Rewrite all of the records below, replacing "kitten's" with "cat's" wherever it occurs and changing nothing else. Leave the pictures out.

**The input:**
>>>

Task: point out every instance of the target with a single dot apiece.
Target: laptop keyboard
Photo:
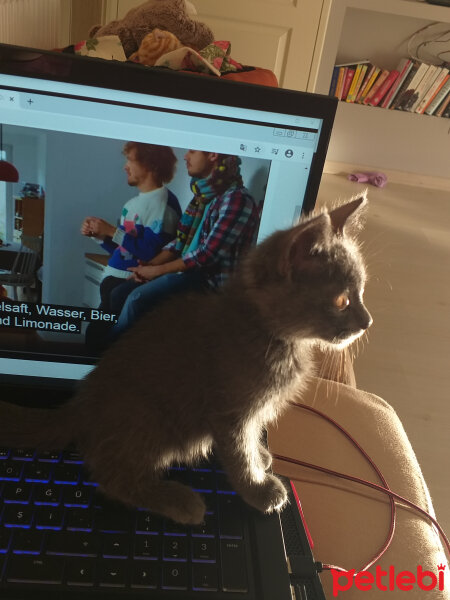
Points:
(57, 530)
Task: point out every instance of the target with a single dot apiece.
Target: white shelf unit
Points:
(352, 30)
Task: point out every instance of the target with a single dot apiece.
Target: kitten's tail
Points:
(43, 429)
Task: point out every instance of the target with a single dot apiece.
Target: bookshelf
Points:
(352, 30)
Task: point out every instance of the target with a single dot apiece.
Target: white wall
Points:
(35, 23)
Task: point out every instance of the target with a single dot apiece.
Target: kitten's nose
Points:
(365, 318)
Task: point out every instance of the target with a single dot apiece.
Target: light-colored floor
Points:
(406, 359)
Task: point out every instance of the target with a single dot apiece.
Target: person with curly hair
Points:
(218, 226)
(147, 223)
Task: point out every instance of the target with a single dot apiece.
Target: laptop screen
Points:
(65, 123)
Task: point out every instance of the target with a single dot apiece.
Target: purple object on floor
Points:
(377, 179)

<<<

**Solution for this problem:**
Task: point out every instance of the target with a single dot apiece.
Target: laptop keyboard
Photo:
Points:
(57, 530)
Task: point out every instance of the target with a single dot apiece.
Target: white shelf unit
Points:
(352, 30)
Task: point out every instance of the target with a single dot apiece.
Target: cat's tail
Points:
(43, 429)
Task: point out every instance of the target with a single dot apiece.
Target: bookshelf
Points:
(352, 30)
Task: point out every instance of the target with a single dot apiece.
Target: white wall
Points:
(35, 23)
Task: point out every instance of the target with a single dot apiece.
Target: cat's nose
Points:
(365, 318)
Task: point out every instance of the target with a single dot apiece.
Target: light-colored floor
Points:
(406, 359)
Task: point out every instance of the target with a single dot apiece.
Target: person with curly hair
Points:
(218, 226)
(147, 223)
Task: point out every instance of the target with a single dot apiece.
Target: laptop screen
Points:
(65, 123)
Task: point out every instance of the target with a single dot apiece.
Target: purple object on floor
Points:
(377, 179)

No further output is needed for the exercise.